PAGE EXCERPT —
┏━━
This will be Pete Abraham of the Boston Globe’s third year as a Hall of Fame voter. In year one he decided no suspected steroid users will ever get his vote. In year two he softened his stance, only withholding votes from players who were documented steroid users. This year, however, he has decided that it’s time to end all of that: PED use will not be a part of his analysis going forward. It will be all about what happened on the field.
Go read his column about his new approach. Note that, in changing his view of the matter, he is in no way endorsing PED use or absolving players of their cheating ways. He’s merely acknowledging that PEDs were a reality of the sport for a long time, that there are limits to what a voter can know, that consistency is important and that, ultimately, it is not the place of a baseball writer to become a judge of character as much as he or she is a judge of baseball prowess.
This is encouraging.
The Angels signed Japanese superstar Shohei Ohtani for a $2.3 million signing bonus last weekend. They may have damaged goods on their hands. Jeff Passan of Yahoo Sports reports that Ohtani underwent a physical that revealed a first-degree sprain of his ulnar collateral ligament. As a result, he got a platelet-rich plasma injection on October 20. This was made known to teams after Ohtani entered MLB’s posting system, so it wasn’t like the Angels went into this blind.
┗━━
COMPLETE THE FOLLOWING —
A. According to the baseball news excerpt, what signing bonus did the Angels give Shohei Ohtani?
B. Restate the part of the baseball news excerpt that opens with "This is encouraging." and closes with "into this blind.", renaming "Angels" as "Mariners" everywhere it appears.
C. For each statement, say whether it agrees with the baseball news excerpt, and quote the words that decide it: (i) In his first year as a voter, Abraham decided no suspected steroid users would ever get his vote. (ii) Ohtani's physical revealed a torn rotator cuff. (iii) Ohtani's injury was kept from teams until after the Angels signed him.
The rows after this point are separate material and not part of the baseball news excerpt.

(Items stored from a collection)
┏━━
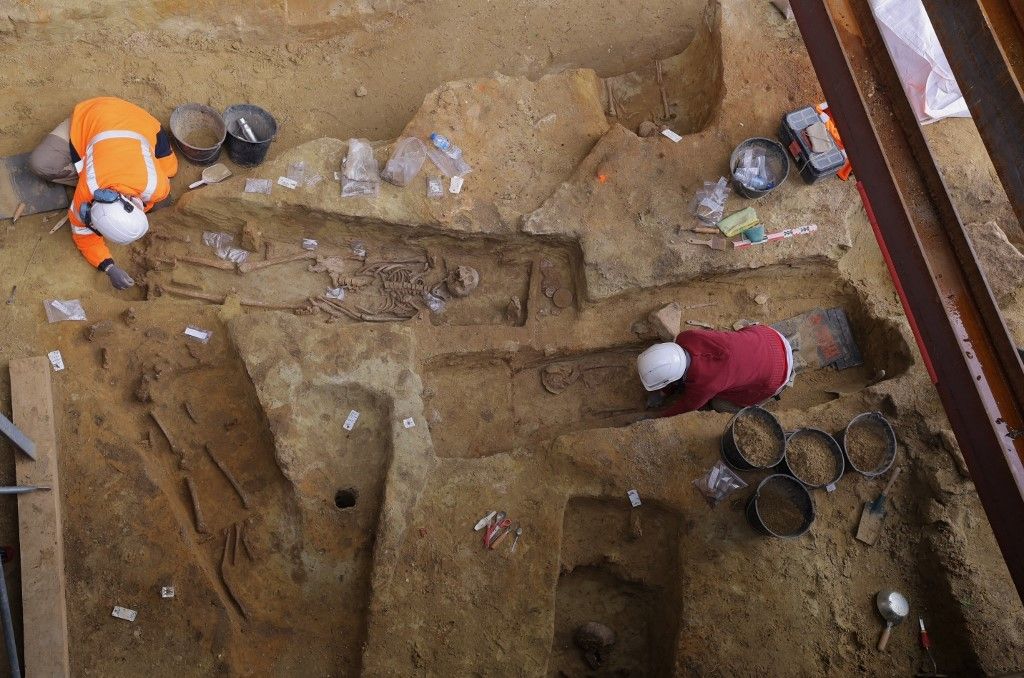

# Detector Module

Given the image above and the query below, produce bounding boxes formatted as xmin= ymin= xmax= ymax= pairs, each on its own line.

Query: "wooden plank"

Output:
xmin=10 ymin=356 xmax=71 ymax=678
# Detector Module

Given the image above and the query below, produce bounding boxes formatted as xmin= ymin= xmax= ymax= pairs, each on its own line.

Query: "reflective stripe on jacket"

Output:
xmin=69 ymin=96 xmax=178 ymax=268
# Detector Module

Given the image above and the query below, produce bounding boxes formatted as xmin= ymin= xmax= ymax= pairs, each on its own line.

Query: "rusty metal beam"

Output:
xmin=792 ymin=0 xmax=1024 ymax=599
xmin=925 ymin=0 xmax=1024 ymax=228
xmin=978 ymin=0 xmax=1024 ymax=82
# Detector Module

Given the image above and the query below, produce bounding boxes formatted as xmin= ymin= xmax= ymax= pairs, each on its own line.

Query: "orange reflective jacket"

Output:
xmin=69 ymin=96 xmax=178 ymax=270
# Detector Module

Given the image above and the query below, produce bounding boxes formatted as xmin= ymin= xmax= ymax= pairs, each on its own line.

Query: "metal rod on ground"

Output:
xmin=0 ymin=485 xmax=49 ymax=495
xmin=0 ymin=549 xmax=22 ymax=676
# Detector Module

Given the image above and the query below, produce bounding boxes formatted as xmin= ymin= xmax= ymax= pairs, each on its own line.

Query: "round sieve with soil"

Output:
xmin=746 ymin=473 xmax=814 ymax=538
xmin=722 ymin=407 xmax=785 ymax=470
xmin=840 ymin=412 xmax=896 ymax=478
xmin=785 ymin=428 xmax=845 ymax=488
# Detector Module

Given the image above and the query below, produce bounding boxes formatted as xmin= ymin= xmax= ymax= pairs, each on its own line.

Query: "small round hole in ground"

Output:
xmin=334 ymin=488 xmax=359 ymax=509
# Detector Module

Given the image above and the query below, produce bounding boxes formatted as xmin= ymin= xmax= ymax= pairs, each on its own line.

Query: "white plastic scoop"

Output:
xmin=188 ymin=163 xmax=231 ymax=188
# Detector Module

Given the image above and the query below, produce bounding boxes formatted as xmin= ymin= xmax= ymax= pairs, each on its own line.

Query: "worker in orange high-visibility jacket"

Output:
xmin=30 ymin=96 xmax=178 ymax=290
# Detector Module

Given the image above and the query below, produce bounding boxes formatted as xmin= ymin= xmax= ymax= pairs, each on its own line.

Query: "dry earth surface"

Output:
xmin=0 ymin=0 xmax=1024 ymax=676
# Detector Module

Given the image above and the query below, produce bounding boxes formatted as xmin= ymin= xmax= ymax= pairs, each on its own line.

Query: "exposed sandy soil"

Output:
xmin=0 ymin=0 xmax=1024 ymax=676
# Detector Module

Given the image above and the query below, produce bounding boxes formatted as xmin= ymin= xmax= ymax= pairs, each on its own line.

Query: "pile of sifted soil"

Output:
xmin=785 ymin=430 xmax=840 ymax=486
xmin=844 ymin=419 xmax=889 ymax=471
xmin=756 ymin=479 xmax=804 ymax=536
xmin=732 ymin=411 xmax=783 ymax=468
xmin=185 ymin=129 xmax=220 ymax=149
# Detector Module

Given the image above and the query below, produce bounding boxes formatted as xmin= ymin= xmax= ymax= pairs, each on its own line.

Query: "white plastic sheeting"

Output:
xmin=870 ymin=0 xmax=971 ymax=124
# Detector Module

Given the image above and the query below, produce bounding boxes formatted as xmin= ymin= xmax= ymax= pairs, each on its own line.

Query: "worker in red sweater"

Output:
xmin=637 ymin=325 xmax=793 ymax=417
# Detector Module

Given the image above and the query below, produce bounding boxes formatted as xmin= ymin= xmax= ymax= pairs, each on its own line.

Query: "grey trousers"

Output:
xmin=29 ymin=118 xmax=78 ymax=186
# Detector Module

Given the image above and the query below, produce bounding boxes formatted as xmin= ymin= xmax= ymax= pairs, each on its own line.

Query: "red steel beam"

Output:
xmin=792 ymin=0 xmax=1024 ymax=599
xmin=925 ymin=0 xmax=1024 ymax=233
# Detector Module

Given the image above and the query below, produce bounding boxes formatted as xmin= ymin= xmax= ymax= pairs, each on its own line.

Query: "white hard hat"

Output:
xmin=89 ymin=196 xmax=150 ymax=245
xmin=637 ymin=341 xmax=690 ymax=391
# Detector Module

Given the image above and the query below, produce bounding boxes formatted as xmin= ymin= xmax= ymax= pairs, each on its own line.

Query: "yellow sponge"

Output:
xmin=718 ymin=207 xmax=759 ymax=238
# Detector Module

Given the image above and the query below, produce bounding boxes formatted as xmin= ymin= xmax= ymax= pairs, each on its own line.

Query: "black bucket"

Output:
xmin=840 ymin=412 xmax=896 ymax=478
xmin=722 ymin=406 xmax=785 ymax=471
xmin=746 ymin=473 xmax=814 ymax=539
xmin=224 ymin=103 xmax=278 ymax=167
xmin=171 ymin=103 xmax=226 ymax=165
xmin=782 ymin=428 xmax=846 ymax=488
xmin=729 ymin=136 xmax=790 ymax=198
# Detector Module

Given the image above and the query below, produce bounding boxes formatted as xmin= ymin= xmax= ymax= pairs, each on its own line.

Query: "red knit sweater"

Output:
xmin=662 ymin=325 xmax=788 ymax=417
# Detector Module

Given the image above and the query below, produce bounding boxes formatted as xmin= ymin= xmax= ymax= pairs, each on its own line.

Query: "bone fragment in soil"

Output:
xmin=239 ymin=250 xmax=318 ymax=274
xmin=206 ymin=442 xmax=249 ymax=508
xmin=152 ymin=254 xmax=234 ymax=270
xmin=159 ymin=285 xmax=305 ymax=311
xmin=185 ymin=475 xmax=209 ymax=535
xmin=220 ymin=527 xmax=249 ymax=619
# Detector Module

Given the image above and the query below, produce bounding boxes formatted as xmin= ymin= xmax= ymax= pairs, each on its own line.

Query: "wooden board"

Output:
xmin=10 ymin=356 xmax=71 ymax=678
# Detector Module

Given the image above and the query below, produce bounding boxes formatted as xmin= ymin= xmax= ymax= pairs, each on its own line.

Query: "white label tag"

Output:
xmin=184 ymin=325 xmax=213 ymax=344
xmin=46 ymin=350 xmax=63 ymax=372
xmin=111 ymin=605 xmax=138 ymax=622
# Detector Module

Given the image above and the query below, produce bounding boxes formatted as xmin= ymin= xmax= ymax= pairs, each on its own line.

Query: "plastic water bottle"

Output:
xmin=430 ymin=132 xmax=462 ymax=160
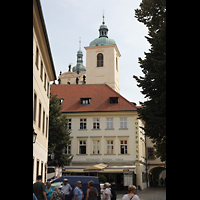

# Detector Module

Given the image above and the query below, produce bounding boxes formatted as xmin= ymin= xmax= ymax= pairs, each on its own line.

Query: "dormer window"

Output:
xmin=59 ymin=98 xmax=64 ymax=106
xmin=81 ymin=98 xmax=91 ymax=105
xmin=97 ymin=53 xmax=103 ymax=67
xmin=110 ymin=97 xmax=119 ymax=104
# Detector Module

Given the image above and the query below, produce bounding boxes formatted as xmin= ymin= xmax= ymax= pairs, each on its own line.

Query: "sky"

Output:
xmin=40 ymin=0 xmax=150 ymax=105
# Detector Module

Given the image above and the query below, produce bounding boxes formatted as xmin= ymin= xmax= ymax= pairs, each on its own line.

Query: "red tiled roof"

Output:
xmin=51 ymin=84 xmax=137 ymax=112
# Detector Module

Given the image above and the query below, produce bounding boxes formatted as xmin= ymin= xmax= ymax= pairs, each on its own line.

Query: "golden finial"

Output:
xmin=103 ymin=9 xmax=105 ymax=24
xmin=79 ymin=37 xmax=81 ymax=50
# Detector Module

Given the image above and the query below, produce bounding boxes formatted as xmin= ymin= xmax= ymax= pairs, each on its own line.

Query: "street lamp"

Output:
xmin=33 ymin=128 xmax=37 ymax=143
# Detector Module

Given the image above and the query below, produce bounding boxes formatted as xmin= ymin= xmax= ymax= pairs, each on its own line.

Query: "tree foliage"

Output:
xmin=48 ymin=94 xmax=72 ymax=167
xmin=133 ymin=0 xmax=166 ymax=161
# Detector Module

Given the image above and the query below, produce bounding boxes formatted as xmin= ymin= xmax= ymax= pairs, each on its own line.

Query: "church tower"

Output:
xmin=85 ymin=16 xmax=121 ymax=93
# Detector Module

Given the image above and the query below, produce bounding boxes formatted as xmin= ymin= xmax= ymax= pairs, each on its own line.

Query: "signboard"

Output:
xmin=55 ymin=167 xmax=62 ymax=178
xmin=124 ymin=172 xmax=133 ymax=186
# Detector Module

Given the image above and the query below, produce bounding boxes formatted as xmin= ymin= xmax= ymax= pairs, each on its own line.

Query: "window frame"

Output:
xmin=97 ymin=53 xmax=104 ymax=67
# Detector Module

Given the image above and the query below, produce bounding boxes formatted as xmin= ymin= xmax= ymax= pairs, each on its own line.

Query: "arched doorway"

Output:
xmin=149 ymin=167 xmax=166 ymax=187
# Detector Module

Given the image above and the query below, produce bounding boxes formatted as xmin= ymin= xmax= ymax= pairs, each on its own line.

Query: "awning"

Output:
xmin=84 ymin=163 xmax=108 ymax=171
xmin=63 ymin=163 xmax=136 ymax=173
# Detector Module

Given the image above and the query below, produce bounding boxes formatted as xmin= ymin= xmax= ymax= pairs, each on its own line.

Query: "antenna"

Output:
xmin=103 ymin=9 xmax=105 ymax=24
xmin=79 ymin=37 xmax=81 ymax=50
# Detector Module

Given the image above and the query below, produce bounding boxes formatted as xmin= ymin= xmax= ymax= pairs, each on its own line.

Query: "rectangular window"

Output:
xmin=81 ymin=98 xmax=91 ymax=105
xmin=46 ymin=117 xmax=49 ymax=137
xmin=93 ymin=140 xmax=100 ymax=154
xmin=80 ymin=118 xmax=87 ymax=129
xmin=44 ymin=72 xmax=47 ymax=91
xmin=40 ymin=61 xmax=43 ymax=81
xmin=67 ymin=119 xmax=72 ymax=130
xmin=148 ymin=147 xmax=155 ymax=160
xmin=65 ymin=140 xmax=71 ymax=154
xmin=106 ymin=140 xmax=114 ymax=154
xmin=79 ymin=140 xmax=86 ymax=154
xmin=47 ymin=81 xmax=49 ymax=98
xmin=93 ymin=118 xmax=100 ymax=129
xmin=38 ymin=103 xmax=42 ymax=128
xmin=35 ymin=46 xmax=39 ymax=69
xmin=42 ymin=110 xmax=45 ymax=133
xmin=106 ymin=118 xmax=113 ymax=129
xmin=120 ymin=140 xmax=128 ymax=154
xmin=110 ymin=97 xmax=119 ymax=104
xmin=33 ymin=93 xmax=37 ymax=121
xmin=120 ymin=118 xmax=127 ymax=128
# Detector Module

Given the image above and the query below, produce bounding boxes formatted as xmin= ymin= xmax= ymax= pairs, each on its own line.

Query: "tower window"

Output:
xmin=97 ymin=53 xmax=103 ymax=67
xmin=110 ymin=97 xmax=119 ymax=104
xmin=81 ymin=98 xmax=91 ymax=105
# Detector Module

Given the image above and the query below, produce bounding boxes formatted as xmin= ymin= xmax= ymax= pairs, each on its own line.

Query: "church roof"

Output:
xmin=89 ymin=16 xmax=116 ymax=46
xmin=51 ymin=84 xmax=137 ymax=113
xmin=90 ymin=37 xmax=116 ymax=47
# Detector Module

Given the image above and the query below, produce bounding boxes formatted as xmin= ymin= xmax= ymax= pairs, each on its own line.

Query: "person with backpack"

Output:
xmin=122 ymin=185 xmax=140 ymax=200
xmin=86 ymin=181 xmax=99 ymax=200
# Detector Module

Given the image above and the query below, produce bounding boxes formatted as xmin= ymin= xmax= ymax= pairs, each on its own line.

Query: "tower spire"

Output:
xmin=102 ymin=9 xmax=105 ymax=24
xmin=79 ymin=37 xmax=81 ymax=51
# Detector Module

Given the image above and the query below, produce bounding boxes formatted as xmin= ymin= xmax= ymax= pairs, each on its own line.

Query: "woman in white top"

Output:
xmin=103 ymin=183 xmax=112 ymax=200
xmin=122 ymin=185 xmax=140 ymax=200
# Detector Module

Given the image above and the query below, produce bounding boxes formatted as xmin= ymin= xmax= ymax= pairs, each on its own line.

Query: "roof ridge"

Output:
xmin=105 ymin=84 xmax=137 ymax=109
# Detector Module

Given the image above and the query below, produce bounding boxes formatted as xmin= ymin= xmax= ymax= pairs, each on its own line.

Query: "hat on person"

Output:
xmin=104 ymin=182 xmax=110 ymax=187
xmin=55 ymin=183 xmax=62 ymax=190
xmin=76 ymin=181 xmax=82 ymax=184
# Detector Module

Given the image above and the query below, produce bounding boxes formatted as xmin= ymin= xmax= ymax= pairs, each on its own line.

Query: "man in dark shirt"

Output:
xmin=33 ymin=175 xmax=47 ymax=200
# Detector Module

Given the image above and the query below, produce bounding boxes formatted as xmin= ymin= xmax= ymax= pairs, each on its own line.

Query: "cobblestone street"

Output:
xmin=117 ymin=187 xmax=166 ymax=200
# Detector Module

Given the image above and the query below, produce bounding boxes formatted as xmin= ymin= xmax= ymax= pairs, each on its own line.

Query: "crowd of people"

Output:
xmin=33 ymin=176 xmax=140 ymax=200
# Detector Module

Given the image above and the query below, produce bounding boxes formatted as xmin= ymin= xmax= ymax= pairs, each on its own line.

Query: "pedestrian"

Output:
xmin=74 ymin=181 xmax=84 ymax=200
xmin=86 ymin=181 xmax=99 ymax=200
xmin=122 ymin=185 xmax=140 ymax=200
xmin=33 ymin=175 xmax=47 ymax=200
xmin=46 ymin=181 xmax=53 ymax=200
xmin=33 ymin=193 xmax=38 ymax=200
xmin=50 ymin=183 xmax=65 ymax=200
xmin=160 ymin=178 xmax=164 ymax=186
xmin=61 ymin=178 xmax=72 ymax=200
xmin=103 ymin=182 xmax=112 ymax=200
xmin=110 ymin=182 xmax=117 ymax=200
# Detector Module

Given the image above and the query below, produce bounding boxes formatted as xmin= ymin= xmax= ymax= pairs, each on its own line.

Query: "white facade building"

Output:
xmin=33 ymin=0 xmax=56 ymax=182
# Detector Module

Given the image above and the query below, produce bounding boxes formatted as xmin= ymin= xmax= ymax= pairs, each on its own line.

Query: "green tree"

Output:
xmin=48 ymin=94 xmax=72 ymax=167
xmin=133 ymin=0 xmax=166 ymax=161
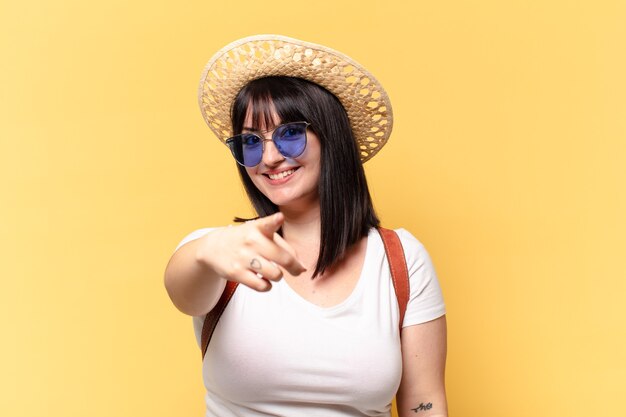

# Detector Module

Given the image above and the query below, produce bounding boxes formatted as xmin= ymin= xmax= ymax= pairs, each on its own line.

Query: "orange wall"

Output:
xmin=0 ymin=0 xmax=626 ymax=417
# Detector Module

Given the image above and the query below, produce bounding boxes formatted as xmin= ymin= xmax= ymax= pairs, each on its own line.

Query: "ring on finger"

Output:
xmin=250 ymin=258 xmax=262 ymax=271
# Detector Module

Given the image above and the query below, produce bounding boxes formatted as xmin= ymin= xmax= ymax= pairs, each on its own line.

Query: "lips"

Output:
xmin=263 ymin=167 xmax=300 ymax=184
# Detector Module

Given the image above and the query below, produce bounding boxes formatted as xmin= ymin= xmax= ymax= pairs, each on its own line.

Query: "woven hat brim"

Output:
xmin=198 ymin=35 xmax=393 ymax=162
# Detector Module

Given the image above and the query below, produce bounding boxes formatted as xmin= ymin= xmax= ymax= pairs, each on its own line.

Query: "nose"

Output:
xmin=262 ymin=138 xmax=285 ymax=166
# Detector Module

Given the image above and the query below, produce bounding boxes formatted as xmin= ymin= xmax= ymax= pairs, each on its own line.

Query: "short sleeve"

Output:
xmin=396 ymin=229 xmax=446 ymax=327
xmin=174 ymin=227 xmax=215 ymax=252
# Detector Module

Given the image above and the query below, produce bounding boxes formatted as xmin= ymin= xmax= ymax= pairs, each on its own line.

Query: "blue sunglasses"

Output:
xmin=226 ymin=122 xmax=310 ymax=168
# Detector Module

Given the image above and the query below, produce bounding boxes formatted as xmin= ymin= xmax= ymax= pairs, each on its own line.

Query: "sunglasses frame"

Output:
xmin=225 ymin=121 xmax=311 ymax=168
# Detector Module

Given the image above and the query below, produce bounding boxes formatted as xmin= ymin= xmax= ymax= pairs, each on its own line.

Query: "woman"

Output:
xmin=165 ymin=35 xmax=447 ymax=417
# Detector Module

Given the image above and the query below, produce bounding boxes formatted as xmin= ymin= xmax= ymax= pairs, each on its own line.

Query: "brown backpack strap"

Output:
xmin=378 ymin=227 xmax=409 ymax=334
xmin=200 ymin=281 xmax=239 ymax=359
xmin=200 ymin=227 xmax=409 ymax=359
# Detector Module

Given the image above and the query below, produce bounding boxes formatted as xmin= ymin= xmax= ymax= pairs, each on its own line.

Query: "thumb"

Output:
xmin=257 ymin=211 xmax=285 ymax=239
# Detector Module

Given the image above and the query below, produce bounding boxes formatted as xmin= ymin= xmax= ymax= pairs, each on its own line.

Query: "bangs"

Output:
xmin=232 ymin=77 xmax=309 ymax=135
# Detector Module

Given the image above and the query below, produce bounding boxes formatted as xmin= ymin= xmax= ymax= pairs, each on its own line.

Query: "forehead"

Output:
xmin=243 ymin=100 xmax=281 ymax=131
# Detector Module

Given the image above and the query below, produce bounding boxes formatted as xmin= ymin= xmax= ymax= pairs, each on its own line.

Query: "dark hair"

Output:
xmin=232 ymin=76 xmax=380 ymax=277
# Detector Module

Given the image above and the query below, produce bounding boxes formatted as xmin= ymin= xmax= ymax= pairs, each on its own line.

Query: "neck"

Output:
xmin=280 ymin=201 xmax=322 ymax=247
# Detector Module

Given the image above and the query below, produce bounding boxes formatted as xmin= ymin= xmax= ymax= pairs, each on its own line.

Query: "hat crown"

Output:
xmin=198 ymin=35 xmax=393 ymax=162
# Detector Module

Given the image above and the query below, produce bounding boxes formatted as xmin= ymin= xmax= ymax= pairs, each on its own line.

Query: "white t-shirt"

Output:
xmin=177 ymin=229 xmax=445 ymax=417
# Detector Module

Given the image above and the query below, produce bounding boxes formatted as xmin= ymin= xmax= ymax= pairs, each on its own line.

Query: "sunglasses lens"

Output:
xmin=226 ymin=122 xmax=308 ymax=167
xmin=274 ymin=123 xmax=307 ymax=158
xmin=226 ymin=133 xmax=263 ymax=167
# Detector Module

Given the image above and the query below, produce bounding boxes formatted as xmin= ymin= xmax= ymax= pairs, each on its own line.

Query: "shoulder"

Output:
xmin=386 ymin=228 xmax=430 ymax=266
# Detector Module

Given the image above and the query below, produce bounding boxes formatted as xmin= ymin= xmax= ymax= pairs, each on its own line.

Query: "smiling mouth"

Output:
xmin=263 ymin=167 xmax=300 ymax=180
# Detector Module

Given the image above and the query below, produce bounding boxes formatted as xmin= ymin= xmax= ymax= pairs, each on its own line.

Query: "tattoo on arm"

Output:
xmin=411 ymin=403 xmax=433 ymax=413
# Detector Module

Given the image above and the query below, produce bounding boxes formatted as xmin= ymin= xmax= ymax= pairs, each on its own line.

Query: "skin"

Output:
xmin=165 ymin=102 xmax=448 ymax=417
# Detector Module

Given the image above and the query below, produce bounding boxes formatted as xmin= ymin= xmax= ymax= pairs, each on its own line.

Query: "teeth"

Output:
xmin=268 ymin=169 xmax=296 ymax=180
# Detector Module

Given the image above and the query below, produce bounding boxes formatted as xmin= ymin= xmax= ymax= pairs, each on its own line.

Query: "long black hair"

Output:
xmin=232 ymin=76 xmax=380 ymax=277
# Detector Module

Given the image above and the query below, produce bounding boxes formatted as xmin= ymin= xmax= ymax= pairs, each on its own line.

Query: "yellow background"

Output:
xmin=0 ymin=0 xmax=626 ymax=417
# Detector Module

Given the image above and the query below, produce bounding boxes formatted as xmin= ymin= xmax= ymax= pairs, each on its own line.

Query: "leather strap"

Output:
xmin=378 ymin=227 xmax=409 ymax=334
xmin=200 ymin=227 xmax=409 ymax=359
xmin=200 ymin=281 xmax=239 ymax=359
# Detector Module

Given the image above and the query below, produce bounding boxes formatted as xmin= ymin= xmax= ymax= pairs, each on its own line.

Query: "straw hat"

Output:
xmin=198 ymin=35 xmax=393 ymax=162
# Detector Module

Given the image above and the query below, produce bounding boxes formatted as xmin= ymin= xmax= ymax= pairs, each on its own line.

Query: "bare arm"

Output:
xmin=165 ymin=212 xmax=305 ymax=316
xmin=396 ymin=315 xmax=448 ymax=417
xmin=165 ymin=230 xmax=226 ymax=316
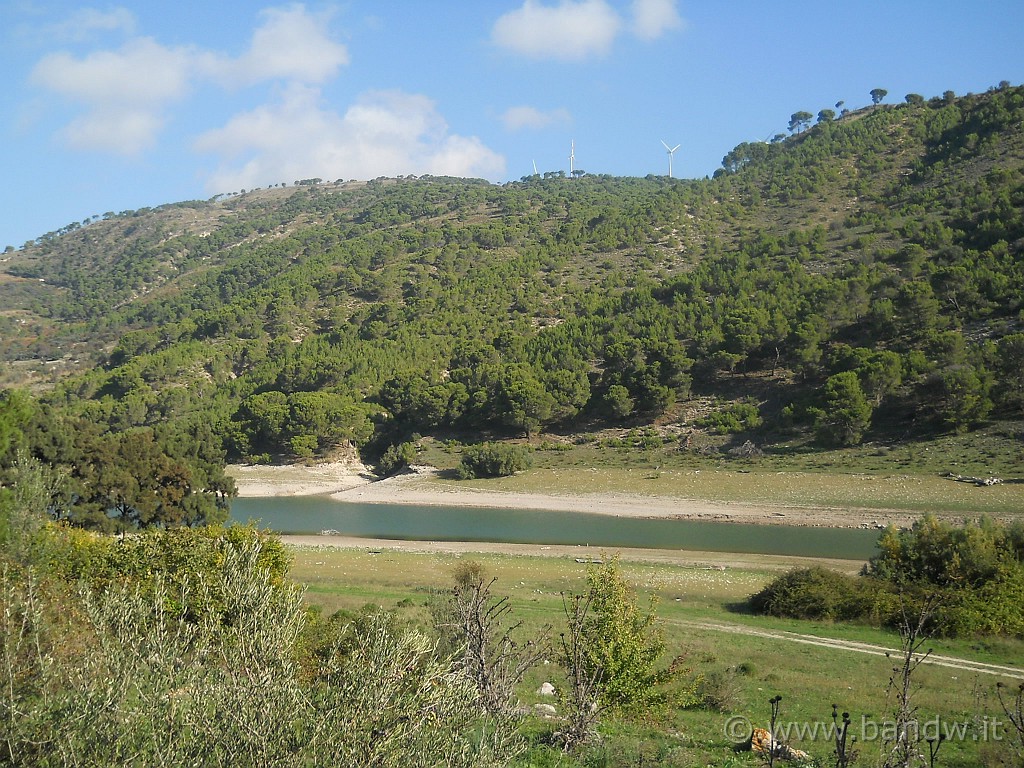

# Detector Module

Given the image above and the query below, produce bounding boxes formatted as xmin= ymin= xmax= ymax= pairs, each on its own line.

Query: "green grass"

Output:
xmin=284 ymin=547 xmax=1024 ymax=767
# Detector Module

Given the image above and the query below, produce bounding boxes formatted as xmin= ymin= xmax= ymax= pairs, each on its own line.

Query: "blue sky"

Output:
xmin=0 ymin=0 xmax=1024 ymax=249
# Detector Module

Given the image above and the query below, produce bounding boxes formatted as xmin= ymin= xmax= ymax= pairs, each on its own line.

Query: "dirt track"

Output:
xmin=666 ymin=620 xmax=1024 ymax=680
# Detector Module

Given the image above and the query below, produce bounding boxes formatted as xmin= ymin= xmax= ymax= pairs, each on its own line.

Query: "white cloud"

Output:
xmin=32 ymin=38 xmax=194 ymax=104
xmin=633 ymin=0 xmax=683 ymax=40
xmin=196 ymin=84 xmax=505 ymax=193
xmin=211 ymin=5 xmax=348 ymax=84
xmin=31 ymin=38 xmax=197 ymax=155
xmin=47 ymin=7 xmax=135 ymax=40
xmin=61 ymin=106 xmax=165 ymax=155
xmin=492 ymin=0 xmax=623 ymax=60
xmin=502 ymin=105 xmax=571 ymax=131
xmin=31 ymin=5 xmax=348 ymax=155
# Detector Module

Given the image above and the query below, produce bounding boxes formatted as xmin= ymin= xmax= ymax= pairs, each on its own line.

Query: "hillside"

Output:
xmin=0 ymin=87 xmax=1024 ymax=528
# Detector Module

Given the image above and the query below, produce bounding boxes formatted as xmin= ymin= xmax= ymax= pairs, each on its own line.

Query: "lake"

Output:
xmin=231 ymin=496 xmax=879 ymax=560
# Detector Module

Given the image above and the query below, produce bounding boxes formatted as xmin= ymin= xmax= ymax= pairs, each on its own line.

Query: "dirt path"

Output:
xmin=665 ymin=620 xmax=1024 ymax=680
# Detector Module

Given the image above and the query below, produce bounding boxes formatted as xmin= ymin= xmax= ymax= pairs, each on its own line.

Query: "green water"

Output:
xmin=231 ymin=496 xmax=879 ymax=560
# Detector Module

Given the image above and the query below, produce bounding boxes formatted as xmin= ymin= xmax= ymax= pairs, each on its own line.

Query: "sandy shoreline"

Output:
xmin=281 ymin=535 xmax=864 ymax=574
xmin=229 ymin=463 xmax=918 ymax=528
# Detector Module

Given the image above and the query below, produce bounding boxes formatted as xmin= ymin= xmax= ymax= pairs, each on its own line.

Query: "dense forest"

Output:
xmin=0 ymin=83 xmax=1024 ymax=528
┗━━
RESPONSE LIST —
A. A $2.3 million signing bonus.

B.
This is encouraging.
The Mariners signed Japanese superstar Shohei Ohtani for a $2.3 million signing bonus last weekend. They may have damaged goods on their hands. Jeff Passan of Yahoo Sports reports that Ohtani underwent a physical that revealed a first-degree sprain of his ulnar collateral ligament. As a result, he got a platelet-rich plasma injection on October 20. This was made known to teams after Ohtani entered MLB’s posting system, so it wasn’t like the Mariners went into this blind.

C.
(i) Yes: "In year one he decided no suspected steroid users will ever get his vote."
(ii) No: "revealed a first-degree sprain of his ulnar collateral ligament"
(iii) No: "This was made known to teams after Ohtani entered MLB’s posting system, so it wasn’t like the Angels went into this blind."